=== Instruction ===
Print every one of the lines below word for word, leaving out the pictures.
= = = =
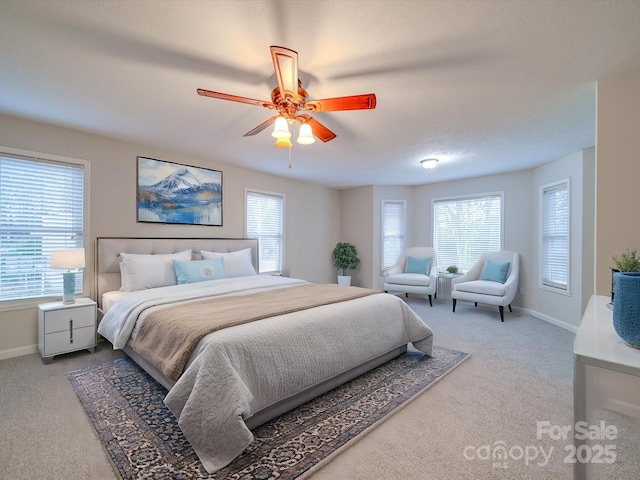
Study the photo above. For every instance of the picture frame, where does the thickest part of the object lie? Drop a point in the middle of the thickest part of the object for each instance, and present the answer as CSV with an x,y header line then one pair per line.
x,y
174,193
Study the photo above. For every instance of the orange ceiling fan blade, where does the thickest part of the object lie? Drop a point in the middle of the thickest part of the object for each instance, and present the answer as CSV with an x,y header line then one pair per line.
x,y
235,98
319,130
285,64
262,126
353,102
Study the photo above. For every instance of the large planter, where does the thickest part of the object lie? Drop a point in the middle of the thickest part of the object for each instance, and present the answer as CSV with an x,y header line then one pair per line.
x,y
626,307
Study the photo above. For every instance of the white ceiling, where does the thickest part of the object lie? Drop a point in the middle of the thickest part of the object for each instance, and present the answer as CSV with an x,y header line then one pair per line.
x,y
485,86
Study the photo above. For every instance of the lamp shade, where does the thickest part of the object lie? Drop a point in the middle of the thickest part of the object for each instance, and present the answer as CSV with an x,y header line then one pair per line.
x,y
306,135
281,128
429,163
283,142
67,259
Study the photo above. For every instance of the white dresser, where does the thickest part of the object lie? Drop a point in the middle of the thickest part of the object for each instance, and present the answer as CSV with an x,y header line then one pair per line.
x,y
606,371
64,328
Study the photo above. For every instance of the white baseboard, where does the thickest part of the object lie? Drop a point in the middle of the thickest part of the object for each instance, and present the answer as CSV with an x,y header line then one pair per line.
x,y
548,319
18,352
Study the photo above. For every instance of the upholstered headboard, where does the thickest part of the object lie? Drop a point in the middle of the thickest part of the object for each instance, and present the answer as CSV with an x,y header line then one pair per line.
x,y
108,251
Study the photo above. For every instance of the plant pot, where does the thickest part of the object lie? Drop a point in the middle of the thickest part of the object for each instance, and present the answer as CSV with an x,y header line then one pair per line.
x,y
626,307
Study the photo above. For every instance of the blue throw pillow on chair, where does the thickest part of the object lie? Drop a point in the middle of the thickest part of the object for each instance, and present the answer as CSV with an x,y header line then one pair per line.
x,y
495,272
420,265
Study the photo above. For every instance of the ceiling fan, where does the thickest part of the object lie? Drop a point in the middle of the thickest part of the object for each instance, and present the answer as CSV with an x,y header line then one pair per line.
x,y
289,99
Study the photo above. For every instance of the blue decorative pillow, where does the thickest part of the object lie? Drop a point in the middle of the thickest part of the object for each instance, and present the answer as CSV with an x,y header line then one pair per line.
x,y
199,270
420,265
495,272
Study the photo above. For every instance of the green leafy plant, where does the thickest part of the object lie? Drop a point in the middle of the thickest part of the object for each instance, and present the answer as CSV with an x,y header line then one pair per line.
x,y
345,256
627,262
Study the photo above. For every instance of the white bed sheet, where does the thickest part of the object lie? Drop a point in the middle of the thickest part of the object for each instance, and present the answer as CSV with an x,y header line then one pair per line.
x,y
263,362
= = = =
=== Output of the task ===
Study the photo above. For every instance of the picture frame, where does the thickest part of the object lie? Drop a point in the middle of the thickest part of the object for each instance, and present the answer as CSV with an x,y header line then one pair per line.
x,y
174,193
Study the photo above. For every instance of the orange ceiling fan blade, where does the thickest part of the object lie? Drop a point in the middle of the thickest part of the object for each instance, and present the answer as CSV with an x,y header line then one pair per line.
x,y
235,98
319,130
285,64
262,126
353,102
Study the photo above. For every instance of the large planter, where does the thickest part of the object lie? Drop a point in the middle of the thickest part of the object for each instance, and present the answer as CSV with an x,y header line then one pair per line.
x,y
626,307
Study the photo above. For every instance of the white ceiling, where does the thickest part of the object lie? Drop a point in the middle of the thickest part of the object for each instance, and present the answer as CSV with an x,y header line then one pair per line.
x,y
485,86
Study the photo above. For every instance of the lamp shade, where does the thickest part of the object lie? Drop a point in the middle of the thickest part of the object for each instance, and present the answer as CSV with an x,y header line then one pair per line.
x,y
306,135
281,128
429,163
283,142
67,259
Study the photo above. For every instance of the white dresser, where does the thickest part of the object lie? Drop a point in the middle of the thickest part of the object for each instance, and present the answer as CSV with an x,y header line then one pair per line.
x,y
606,371
64,328
Study the photo above. For every instance of the white baseboard, where does the thickest part of the object lie? Drop a point in the middle of the thickest part of the object for each instance, and present the answer as CSV with an x,y header line then one pair per line.
x,y
548,319
18,352
Study the photo above. For every instance of the upholstered headboard, where does the thickest part of the object lie? Drop a point in the middle of the thickest part of the object for each instance, and present the answer as CSV with an x,y header line then one pair per line.
x,y
108,251
Study the photo above. For every instance of the plant pot, where does the thickest part of the object lie? Drop a point in the middle of the thickest part of the object for each instance, and present the answer as CSV with an x,y header line then one pair per line.
x,y
626,307
Study the photo above. For every instance of the blue throw pillow on chair, where does the thickest part of the object lie? Drop a point in the middle of the thickest part of the object for each instance, and present the answer as CSV with an x,y header line then one pair per line.
x,y
495,272
420,265
Study the photo above. For every instance of the ceiling fan, where does the thickest part of the object lie? Drop a point in the middle of the thickest part of the object for each instance, and present the answer as CSV with an x,y header line then one pair per line.
x,y
289,99
Study the photo above. For every instance of the blue decorative pillow, where does the thickest part of the object lie? Drop a point in the middle of the thickest part of the object for each instance, and present the answer as CSV with an x,y header line then one pair per line.
x,y
199,270
420,265
495,272
Study the photo above. For every instance of the green leafy plant, where does the thickest part of the object lie? Drop a point in the middle of the thickest part of the object for each instance, and present the answer as CSV with an x,y header line then one pair per line.
x,y
345,256
627,262
Study the photo above. For every instance of the white bed sheet, where does the thickest part of the object lie? Drop a point in the middle of the thickest part of the object for each instance, and present the answer as CSV with an x,y header line then one pair per line.
x,y
263,362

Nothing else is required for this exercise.